═════ PROVIDED PASSAGE ═════
The Realtek 2832U

In my spare time (lol!) I have been fooling around with one of those RTL 2832U dongles and a bit of software.  For those that don’t know, the RTL 2832U is a COFDM demodulator chip designed to work with a USB dongle.  When coupled with an R 820T tuner a broadband RF receiver is created  There are many very inexpensive versions of these devices available on Amazon, eBay and other such places. The beauty of these things is that for around $12-30 and a bit of free software, one can have a very versatile 10 KHz to 1.7 GHz receiver.  There are several good software packages for Windoze, Linux and OSX.

The one I recommend for beginners is called SDR-Sharp or SDR#.  It has a very easy learning curve and there is lots of documentation available on line.  There are also several worth while plugins for scanning, trunking, decoding, etc.  At a minimum, the SDR software should have a spectrum analyzer, water fall display and ability to record audio and baseband PCM from the IF stage of the radio.

Some fun things to do; look at the output of my reverse registering smart (electric) meter (or my neighbor’s meter), ACARS data for the various aircraft flying overhead, a few trips through the EZPass toll lanes, some poking around on the VHF hi-band, etc.  I also began to think of Broadcast Engineering applications and a surprising number of things came to mind:

  • Using the scanner to look for open 950 MHz STL frequencies
  • Inexpensive portable FM receiver with RDS output for radio stations
  • Inexpensive Radio Direction Finder with a directional antenna
  • Inexpensive Satellite Aiming tool

Using SDR sharp and a NooElec NESDR Mini+ dongle, I made several scans of the 945-952 STL band in a few of our markets.  Using the scanner and frequency search plugin, the SDR software very quickly identified all of the in use frequencies.  One can also look at the frequency span in the spectrum analyzer, but this takes a lot of processing power.  The scanner plugin makes this easier and can be automated.
═════ DATASET ═════
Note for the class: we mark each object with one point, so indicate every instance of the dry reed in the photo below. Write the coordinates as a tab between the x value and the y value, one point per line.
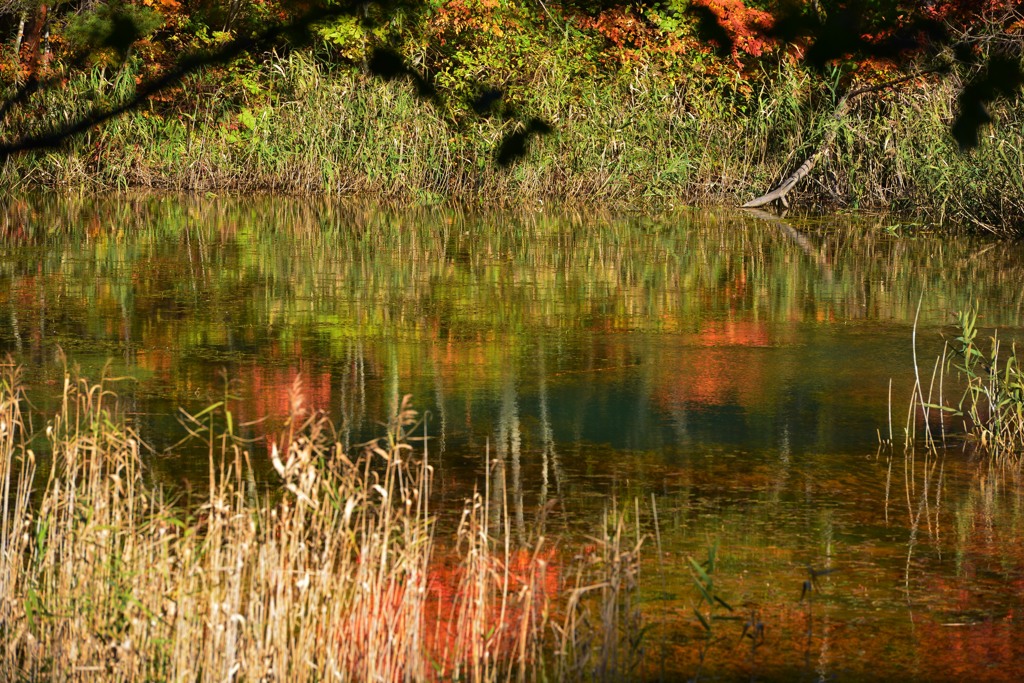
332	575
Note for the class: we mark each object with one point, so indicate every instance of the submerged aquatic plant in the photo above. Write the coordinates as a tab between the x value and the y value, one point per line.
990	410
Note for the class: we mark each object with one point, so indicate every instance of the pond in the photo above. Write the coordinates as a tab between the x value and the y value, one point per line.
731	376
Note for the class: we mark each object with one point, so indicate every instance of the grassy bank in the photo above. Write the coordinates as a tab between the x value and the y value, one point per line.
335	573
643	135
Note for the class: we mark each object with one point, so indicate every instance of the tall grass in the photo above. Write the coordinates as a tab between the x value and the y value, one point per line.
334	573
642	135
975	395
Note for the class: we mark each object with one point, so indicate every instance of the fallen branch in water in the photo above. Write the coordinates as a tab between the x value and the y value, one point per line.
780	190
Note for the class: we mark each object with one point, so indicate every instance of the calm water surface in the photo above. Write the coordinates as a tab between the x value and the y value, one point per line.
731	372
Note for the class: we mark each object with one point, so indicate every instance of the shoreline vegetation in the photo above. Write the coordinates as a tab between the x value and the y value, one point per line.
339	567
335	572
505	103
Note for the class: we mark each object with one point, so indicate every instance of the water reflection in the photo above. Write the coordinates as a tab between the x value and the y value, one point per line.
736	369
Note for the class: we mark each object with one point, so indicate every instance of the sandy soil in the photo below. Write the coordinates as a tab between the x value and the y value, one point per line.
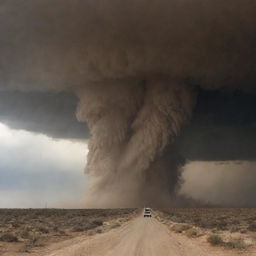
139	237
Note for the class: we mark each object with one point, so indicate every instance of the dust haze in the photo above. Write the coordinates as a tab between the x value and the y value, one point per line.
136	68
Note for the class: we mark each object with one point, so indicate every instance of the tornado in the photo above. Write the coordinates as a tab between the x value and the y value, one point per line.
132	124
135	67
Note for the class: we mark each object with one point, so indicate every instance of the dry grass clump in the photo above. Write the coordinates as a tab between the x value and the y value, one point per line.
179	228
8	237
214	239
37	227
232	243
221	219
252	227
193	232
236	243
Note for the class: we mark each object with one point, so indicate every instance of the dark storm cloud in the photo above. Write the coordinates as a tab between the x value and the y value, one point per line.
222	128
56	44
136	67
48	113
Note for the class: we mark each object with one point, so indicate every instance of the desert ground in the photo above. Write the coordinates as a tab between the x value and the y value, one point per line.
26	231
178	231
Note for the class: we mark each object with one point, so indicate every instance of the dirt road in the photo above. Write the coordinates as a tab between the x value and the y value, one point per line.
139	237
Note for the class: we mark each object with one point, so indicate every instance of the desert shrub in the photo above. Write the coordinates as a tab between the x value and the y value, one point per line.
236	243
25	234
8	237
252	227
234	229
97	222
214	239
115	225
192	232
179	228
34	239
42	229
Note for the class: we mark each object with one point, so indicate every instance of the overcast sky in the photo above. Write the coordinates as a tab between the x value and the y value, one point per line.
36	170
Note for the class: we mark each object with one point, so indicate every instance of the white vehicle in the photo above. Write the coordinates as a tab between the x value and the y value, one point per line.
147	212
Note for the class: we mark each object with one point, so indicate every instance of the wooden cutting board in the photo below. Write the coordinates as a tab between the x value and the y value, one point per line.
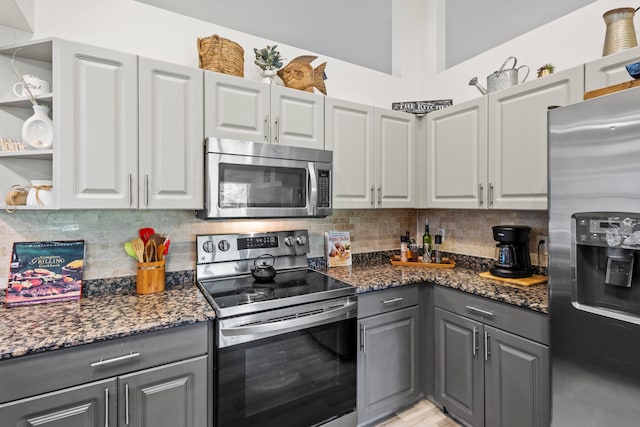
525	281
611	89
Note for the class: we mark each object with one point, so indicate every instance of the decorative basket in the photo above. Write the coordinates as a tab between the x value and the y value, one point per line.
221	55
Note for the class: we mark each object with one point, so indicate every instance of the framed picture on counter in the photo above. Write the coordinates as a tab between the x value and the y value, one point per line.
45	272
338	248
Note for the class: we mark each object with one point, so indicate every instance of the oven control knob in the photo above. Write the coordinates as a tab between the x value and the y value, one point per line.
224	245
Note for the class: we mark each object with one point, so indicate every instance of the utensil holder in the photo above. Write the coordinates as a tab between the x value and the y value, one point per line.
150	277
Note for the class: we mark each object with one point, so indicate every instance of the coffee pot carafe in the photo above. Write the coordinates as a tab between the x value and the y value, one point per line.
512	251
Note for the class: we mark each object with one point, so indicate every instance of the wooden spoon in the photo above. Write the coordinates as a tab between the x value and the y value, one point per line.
═════
» WRITTEN TASKS:
1 – List every broadcast engineering application that the RTL 2832U passage names for the dongle.
2 – Proceed with the RTL 2832U passage, writing on from its final sentence.
The records play no part in what you are asked to do.

» ANSWERS GIVEN:
1 –
- Using the scanner to look for open 950 MHz STL frequencies
- Inexpensive portable FM receiver with RDS output for radio stations
- Inexpensive Radio Direction Finder with a directional antenna
- Inexpensive Satellite Aiming tool

2 –
950 MHz STL frequencies, Albany, NY
Analog and digital 950 MHz STL frequencies, Albany, NY

I also listened to the analog STLs in FM Wideband mode.  Several stations are injecting their RDS data at the studio.  There is one that appears to be -1500 Hz off frequency.  I’ll let them know.

Next, I have found it beneficial just to keep the dongle and a small antenna in my laptop bag.  Setting up a new RDS subcarrier; with the dongle and SDR# one can quickly and easily check for errors.  Tracking down one of those nasty pirates; a laptop with a directional antenna will make quick work.

Something that I found interesting is the water fall display for the PPM encoded stations:

WPDH using RTL 2832U and SDR Sharp
WPDH using RTL 2832U and SDR Sharp

Not only can you see the water marking on the main channel, you can also see the HD Radio carriers +/- 200 KHz from the carrier frequency.  That is pretty much twice the bandwidth allotment for an FM station.

WDPA using RTL 2831U with SDR Sharp
WDPA using RTL 2831U and  SDR Sharp

Those two stations are simulcasting.  WPDA is not using Nielson PPM nor HD Radio technology.  There is all sorts of interesting information that can be gleaned from one of these units.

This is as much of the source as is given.